| Reading text |
---

UK Techno Don Planetary Assault Systems Gets Spiritual
Over the last few decades, Luke Slater has proven his status as one of the U.K.’s most influential techno producers time and again. He has continually reshaped his sound and wandered off into a multitude of genres, which has resulted in a truckload of seminal projects covering everything from ambient to breakbeat, house and relentlessly effective big-room-certified techno. Planetary Assault Systems, the project he’s arguably best known for, has always traded in the latter. With his new long-player Arc Angel, an expansive 20-track journey for Ostgut Ton, he’s completed another trilogy of albums that follows three genre-defining works for London-based label Peacefrog in the late ’90s and early 2000s. We sat down with him in Berlin the day before his album launch party at Berghain to talk about why touring is both a necessity and a constant challenge to physical and mental health for him.
Arc Angel is your third Planetary Assault Systems album for Ostgut Ton. You’ve also revisited your ambient techno project, The 7th Plain, and your label Mote-Evolver is pretty busy too. It feels like you haven’t been this focused in a long time.
Over the last 15 years I’ve been offloading baggage that I don’t need in my life—material stuff, but also personal things. I am much more in touch with my surroundings and with the natural world, and I like it. It’s a funny thing with me; I like so many different kinds of music, but I always focus on something specific and separate myself from the rest creatively. At the moment I’m concentrating on Planetary Assault Systems. The vibe still feels right and energetic. Having said that, about two years ago, I sat in the Ostgut Ton office and we were talking about future plans. At some point they asked me for a new Planetary Assault Systems album, and I had to tell them that I loved their enthusiasm, but that I wasn’t there yet. It didn’t feel right. I left it like that. Honestly, I didn’t even know if I would do another PAS album. But one of the beautiful things about life and creativity is that it sometimes just hits you. You walk down the street and suddenly you’re there. I had that with one of my Luke Slater albums: Wireless. I was in Australia, and suddenly I just knew where I wanted to go with breakbeats and vocals. There weren’t any outside influences I was aware of; it was more like flicking a switch in my brain.
What was it this time?
I was thinking a lot about the future, reading novels by Douglas E. Richards—science fiction novels that incorporate a lot of quantum physics and neuroscience, among other things. One of our main challenges is overconsumption and how it affects us psychologically. I really believe that the more you consume, the less happy you are and the more prone you are to depression, for instance. Those thoughts became one of the main drives for the album. It’s not a protest album by any means—rather a comment and an attempt to create a vision of the future. I am a huge Terry Gilliam fan and fantasy fan in that regard, especially surreal fantasy with an escapist edge.
Being a traveling DJ involves a lot of routines you could arguably file under overconsumption, both on a personal level and on an ecological level.

---

| Exercise tasks |
#1 Name every record label mentioned in the Luke Slater interview.
#2 According to the Luke Slater interview, how many tracks are on Arc Angel?
#3 Reproduce word for word the passage of the Luke Slater interview that begins at the words "What was it" and ends after the words "an ecological level.".

---

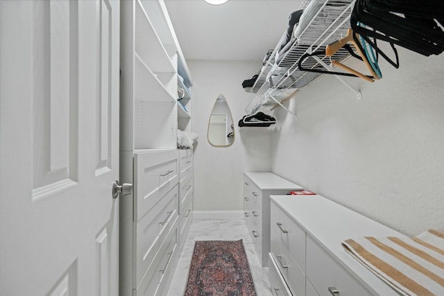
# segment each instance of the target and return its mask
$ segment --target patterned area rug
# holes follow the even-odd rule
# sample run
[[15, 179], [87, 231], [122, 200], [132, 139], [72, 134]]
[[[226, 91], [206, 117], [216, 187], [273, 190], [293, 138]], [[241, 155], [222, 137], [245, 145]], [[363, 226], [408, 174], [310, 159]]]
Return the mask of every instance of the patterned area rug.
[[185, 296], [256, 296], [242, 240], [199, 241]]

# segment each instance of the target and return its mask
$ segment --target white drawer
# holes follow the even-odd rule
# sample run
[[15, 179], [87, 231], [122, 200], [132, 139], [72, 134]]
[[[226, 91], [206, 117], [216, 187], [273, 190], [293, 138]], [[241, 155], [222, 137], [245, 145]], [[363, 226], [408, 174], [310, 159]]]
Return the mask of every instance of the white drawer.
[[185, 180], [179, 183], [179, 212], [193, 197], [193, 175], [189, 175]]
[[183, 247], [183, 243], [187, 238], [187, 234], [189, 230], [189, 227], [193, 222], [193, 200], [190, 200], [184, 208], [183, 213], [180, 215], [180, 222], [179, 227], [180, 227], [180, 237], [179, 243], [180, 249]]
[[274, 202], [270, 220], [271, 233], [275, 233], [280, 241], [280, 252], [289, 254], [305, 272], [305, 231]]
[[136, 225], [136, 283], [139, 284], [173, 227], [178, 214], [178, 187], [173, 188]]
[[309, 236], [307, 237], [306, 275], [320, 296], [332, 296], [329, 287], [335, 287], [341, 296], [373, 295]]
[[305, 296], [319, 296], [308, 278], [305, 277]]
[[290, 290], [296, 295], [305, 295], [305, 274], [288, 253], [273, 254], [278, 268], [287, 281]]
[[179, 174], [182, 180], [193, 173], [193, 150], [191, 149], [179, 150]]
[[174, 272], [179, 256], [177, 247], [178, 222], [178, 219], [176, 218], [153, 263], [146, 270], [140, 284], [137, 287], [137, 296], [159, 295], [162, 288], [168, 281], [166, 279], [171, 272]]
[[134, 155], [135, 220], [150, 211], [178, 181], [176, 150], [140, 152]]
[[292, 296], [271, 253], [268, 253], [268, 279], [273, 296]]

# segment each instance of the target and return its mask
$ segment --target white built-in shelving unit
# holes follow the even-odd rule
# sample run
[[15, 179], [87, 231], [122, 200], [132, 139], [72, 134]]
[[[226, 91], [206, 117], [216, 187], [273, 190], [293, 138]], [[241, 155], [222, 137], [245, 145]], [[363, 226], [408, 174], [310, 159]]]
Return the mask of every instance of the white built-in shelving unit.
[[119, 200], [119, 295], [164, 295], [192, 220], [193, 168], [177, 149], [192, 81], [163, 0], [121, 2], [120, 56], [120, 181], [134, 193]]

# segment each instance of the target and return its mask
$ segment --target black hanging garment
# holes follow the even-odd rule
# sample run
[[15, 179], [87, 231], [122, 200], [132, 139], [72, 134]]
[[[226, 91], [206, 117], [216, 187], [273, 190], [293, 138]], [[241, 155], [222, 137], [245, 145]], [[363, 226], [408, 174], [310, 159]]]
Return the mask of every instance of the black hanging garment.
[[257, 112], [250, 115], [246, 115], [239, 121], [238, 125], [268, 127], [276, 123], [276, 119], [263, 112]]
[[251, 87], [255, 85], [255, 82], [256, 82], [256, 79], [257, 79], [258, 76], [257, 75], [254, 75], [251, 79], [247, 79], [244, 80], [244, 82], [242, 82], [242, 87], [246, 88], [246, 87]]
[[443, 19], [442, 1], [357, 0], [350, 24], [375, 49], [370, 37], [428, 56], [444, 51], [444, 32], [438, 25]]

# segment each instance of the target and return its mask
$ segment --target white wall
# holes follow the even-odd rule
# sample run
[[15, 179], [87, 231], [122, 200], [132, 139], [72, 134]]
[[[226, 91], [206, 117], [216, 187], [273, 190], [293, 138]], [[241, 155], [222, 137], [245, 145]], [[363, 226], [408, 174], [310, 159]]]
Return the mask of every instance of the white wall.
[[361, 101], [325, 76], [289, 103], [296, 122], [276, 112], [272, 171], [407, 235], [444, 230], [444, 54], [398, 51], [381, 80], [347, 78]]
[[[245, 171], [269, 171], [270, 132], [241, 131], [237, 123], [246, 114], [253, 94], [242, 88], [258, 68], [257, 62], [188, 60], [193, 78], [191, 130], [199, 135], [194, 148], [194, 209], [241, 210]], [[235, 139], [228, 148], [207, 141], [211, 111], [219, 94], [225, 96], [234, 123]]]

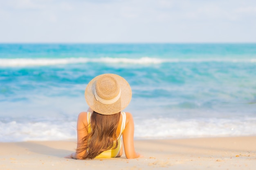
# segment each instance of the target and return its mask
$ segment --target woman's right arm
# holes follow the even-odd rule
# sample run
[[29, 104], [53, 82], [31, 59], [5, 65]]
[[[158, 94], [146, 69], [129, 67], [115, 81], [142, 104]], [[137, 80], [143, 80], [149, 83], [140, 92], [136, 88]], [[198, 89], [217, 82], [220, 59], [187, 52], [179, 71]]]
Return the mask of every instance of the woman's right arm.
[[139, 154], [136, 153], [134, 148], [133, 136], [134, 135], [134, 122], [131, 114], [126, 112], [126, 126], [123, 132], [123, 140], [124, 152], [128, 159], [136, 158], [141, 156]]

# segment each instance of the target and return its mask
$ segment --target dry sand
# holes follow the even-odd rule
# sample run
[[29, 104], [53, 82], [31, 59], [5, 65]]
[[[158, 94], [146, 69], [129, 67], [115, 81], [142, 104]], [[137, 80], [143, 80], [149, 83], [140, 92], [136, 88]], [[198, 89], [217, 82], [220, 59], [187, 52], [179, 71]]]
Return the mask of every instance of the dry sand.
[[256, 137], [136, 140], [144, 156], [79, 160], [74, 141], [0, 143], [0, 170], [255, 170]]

---

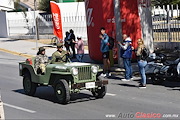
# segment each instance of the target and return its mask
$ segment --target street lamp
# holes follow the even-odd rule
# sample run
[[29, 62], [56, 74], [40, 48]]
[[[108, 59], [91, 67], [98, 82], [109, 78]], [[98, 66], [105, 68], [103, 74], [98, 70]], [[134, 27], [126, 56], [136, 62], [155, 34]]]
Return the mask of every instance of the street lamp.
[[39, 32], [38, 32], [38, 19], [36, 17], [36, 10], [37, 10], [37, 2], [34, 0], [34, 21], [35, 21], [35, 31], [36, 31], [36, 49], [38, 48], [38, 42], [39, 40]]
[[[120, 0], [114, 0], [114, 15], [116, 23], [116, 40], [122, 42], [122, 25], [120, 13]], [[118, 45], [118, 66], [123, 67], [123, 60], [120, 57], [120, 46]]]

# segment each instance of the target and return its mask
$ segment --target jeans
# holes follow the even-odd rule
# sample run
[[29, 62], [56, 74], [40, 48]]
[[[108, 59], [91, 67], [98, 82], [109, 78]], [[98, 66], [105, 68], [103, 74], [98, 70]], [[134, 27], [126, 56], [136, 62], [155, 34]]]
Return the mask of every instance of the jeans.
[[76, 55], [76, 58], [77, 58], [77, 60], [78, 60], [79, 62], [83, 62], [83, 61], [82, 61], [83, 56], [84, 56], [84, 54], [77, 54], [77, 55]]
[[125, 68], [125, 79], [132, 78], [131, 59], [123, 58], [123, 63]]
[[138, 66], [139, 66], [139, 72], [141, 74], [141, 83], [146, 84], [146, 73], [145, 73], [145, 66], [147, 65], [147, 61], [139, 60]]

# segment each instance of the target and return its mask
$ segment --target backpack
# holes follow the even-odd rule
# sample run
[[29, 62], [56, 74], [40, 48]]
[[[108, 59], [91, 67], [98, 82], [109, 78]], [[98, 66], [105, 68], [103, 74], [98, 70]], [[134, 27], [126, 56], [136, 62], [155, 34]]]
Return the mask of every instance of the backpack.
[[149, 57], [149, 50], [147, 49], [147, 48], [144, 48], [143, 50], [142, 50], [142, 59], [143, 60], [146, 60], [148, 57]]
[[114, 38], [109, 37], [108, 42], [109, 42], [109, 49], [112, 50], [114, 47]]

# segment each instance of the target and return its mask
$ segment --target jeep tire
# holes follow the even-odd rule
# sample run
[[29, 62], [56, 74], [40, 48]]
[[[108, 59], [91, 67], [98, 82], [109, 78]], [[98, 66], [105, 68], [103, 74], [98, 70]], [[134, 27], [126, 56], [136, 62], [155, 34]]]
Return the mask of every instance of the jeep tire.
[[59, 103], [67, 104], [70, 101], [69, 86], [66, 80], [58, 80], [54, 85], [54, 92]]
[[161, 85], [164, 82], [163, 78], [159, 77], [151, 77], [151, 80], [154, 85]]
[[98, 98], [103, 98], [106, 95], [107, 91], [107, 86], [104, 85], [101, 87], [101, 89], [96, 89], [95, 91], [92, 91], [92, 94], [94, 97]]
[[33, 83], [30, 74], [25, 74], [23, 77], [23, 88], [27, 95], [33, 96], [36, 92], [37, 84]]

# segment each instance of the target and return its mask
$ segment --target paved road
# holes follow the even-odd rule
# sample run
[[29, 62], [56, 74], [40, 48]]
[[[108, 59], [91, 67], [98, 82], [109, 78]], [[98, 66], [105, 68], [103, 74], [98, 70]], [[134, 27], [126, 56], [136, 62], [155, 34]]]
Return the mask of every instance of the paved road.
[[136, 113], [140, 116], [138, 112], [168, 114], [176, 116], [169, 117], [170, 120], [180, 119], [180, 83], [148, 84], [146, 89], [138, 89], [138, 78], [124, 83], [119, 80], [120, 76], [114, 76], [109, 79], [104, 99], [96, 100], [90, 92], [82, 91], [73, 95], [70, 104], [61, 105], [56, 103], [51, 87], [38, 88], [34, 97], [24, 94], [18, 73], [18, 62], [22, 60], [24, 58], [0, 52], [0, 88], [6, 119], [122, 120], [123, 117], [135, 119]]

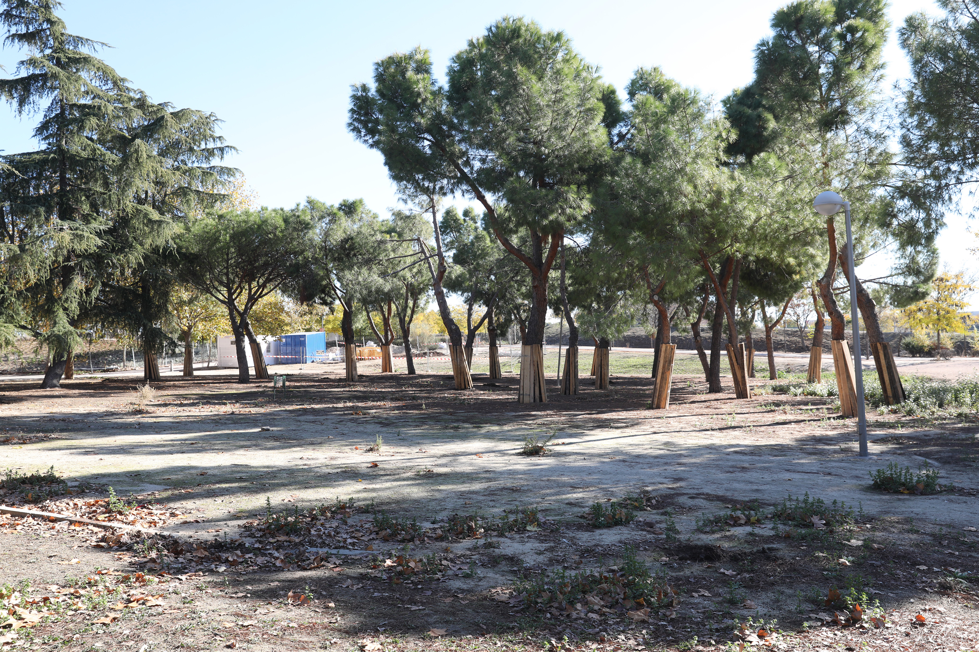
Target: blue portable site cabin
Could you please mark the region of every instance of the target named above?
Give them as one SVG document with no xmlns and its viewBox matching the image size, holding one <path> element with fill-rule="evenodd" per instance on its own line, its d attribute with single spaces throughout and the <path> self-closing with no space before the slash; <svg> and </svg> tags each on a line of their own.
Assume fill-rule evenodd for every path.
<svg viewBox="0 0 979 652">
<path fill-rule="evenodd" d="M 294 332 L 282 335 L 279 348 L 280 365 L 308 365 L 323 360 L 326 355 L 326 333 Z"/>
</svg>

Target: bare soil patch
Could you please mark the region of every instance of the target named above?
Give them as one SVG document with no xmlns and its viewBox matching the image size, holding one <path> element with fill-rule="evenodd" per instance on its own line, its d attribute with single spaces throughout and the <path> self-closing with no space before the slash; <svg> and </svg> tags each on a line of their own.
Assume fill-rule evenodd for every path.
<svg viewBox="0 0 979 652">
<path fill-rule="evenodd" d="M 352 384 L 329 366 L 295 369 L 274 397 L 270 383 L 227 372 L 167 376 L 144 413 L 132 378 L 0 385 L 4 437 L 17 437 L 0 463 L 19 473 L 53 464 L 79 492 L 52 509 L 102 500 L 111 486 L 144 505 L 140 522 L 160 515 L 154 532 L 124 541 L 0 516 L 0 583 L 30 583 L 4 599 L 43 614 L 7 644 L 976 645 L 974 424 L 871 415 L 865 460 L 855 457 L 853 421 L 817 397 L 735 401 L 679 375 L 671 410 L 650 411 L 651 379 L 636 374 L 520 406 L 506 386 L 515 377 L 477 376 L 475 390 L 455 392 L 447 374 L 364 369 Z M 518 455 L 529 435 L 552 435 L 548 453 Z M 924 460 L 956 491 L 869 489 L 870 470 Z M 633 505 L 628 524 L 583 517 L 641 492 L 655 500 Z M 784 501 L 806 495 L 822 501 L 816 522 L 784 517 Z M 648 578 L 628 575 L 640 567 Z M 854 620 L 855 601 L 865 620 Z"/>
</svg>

---

| Answers for this exercise |
#1 Ostgut Ton, Peacefrog, Mote-Evolver

#2 20 tracks.

#3
What was it this time?
I was thinking a lot about the future, reading novels by Douglas E. Richards—science fiction novels that incorporate a lot of quantum physics and neuroscience, among other things. One of our main challenges is overconsumption and how it affects us psychologically. I really believe that the more you consume, the less happy you are and the more prone you are to depression, for instance. Those thoughts became one of the main drives for the album. It’s not a protest album by any means—rather a comment and an attempt to create a vision of the future. I am a huge Terry Gilliam fan and fantasy fan in that regard, especially surreal fantasy with an escapist edge.
Being a traveling DJ involves a lot of routines you could arguably file under overconsumption, both on a personal level and on an ecological level.